● **抽出テキスト**:
——
医学界新聞

胃のEMRと内視鏡下手術法の接点

DDW-Japan1998パネルディスカッションより


「strip biopsy」について

 竹本忠良氏(日本消化器病学会名誉会長)は,『胃内視鏡治療-Strip biopsyの実際』(多田正弘著;1998年医学書院刊)の「推薦のことば」で,「strip biopsyの“strip”とは,もともと粘膜片を下からはぎ取るという意味で,辞書を引きながら考えた言葉で,Bockusの“Gastroenterology”にstrip biopsyの小項が入るにおよんで,私の作った英単語もまんざらインチキではなかったと思った」と自ら命名した“strip biopsy”の由来について謙譲している。
——
● **抽出データ**:
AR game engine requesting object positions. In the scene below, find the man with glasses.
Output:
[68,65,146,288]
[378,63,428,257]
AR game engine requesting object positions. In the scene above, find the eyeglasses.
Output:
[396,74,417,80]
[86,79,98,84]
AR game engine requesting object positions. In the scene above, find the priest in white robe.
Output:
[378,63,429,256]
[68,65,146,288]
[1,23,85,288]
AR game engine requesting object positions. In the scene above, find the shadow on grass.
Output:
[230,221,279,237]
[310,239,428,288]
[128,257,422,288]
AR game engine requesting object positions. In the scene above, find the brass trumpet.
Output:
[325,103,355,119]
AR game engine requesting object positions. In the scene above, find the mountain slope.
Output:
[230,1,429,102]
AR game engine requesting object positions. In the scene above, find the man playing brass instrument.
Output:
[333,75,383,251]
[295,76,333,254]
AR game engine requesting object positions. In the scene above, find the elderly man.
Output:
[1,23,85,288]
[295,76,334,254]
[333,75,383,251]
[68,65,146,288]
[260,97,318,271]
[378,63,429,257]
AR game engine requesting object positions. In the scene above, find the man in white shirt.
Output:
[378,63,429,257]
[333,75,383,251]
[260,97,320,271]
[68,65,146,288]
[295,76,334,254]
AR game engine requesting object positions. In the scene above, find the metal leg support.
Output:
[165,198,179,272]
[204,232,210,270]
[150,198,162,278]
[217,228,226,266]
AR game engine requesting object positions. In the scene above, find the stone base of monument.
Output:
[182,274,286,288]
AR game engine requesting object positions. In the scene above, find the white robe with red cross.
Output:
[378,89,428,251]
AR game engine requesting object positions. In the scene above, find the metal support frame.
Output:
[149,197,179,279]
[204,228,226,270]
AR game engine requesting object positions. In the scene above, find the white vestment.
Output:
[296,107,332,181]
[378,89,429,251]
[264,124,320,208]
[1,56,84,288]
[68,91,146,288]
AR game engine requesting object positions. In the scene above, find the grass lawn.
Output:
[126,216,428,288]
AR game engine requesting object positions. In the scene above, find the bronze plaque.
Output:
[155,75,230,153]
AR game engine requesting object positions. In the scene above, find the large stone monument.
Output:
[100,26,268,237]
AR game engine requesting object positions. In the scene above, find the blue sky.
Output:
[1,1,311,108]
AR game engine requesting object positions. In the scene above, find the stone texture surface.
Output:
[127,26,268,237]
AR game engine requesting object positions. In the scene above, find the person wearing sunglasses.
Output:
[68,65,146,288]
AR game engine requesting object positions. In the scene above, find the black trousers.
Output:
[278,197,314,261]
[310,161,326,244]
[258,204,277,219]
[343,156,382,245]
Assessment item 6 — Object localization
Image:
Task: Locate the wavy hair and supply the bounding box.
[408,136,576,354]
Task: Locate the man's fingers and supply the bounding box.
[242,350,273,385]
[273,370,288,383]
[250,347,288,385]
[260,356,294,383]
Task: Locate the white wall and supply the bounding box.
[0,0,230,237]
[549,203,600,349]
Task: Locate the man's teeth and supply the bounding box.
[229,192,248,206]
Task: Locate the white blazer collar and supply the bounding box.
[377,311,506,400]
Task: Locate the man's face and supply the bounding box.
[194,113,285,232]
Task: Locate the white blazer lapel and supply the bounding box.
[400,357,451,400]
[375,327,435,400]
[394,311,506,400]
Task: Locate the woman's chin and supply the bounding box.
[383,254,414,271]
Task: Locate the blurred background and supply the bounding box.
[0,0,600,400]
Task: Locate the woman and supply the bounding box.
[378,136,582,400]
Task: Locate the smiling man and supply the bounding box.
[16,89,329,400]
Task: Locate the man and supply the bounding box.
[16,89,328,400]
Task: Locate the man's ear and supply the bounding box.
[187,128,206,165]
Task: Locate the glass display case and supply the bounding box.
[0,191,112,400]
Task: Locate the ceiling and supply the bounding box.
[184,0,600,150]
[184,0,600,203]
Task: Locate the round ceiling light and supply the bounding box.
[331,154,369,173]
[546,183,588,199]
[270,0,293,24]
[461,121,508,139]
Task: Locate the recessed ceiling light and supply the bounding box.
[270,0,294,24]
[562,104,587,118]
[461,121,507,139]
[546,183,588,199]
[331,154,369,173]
——
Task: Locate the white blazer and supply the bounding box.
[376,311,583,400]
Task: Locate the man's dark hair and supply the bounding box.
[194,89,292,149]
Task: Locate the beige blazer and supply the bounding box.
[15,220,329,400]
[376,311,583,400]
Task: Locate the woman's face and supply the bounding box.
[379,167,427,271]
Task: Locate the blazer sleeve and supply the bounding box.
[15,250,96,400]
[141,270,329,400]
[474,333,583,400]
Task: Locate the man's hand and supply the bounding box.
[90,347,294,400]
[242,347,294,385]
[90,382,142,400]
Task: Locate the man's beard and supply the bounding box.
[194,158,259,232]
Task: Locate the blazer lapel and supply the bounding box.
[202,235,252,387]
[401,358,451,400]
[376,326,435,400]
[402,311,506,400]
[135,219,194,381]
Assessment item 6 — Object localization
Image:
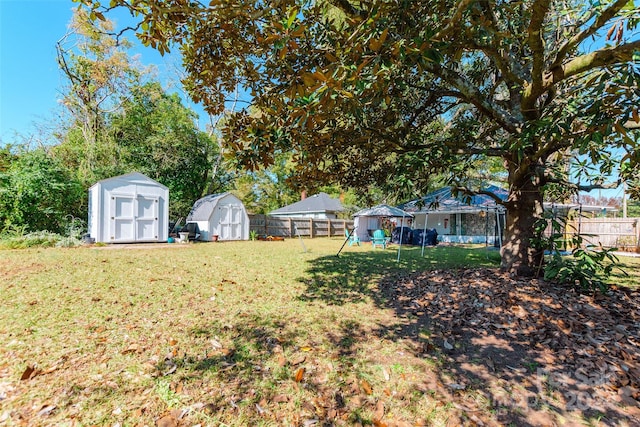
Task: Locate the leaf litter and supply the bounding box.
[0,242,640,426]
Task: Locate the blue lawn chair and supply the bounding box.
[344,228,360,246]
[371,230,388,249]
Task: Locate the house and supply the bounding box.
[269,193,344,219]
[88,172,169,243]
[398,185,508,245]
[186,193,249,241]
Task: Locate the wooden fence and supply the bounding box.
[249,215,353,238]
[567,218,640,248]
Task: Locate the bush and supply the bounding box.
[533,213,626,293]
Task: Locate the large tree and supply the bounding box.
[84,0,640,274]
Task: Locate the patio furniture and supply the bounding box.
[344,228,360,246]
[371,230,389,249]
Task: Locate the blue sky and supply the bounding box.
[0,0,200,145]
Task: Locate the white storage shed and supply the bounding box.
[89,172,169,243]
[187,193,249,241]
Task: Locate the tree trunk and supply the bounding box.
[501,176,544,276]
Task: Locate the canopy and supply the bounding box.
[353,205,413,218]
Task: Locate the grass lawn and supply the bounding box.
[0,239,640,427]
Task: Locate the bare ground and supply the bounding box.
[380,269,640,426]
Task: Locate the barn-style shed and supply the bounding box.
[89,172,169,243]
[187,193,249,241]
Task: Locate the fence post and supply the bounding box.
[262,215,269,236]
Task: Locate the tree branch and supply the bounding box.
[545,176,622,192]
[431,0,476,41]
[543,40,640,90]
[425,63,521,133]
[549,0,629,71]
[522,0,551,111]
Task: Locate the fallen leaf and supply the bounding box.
——
● **練習問題**:
抽出テキストによると、strip biopsyの「strip」はもともとどのような意味の言葉ですか。 データはこのテキストとは別の出典から取られたものです。

● **問題の解答**:
粘膜片を下からはぎ取るという意味です。